[Data records]
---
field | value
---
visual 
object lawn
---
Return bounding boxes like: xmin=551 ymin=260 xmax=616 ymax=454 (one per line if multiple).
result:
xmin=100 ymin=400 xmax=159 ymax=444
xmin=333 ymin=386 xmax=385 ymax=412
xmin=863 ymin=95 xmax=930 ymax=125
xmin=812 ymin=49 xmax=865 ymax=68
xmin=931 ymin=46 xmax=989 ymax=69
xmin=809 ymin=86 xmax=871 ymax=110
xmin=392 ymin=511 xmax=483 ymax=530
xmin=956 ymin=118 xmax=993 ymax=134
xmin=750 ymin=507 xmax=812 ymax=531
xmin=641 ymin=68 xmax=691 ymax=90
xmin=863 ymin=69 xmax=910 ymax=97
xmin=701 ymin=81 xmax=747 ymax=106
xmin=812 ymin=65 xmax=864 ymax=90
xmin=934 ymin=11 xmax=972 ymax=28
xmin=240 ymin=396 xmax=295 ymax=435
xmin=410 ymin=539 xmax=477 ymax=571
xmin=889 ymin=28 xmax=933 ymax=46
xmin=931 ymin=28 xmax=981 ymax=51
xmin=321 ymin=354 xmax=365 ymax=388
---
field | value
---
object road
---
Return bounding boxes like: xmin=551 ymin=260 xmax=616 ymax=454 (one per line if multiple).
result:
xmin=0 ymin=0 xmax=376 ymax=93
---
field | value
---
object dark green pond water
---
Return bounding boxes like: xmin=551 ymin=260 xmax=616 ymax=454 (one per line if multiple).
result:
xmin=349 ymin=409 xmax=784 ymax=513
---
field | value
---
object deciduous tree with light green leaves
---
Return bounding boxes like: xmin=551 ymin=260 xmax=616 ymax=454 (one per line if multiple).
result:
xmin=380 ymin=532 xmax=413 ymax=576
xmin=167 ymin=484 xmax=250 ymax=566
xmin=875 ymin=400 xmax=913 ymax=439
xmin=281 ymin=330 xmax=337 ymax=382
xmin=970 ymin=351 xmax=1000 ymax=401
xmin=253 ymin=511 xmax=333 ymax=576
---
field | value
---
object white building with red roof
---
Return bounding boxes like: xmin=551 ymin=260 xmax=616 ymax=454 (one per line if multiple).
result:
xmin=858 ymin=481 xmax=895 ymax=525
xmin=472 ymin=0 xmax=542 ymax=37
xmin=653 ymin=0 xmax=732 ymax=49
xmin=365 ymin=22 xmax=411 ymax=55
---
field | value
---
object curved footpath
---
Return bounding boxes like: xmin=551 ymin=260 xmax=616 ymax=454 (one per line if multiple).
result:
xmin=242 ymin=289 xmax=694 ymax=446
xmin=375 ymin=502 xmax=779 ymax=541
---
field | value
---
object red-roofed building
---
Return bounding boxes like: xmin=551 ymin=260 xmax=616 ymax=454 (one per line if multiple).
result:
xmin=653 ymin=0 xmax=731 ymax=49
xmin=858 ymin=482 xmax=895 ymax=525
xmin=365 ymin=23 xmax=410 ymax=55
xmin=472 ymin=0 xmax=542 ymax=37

- [AIM]
Rewrite the listing from its start through the line containing "xmin=349 ymin=409 xmax=784 ymax=513", both ends included, with the requests left as they are and every bounding-box coordinate in the answers multiplied by 1.1 and rounded to the nearest whole number, halves up.

- [FINISHED TASK]
---
field | value
---
visual 
object lawn
---
Return bounding boxes like: xmin=551 ymin=260 xmax=616 ymax=454 (one per line if multiple).
result:
xmin=110 ymin=440 xmax=175 ymax=488
xmin=366 ymin=425 xmax=424 ymax=453
xmin=949 ymin=105 xmax=1023 ymax=138
xmin=893 ymin=54 xmax=952 ymax=75
xmin=1024 ymin=51 xmax=1088 ymax=76
xmin=890 ymin=95 xmax=958 ymax=121
xmin=431 ymin=562 xmax=531 ymax=583
xmin=1052 ymin=130 xmax=1092 ymax=147
xmin=825 ymin=558 xmax=893 ymax=584
xmin=705 ymin=75 xmax=760 ymax=99
xmin=949 ymin=76 xmax=1001 ymax=107
xmin=771 ymin=89 xmax=822 ymax=117
xmin=893 ymin=72 xmax=950 ymax=99
xmin=1027 ymin=12 xmax=1069 ymax=31
xmin=264 ymin=436 xmax=325 ymax=479
xmin=451 ymin=593 xmax=525 ymax=628
xmin=978 ymin=31 xmax=1026 ymax=51
xmin=1024 ymin=31 xmax=1079 ymax=56
xmin=353 ymin=389 xmax=402 ymax=427
---
field | value
---
object road
---
Return bounding boxes like: xmin=551 ymin=260 xmax=616 ymax=454 (one per line if multiple).
result:
xmin=0 ymin=0 xmax=414 ymax=102
---
field | value
---
object dark green pond water
---
Return bounding boxes like: xmin=551 ymin=260 xmax=616 ymax=454 (one per line if multiple).
result:
xmin=384 ymin=450 xmax=862 ymax=564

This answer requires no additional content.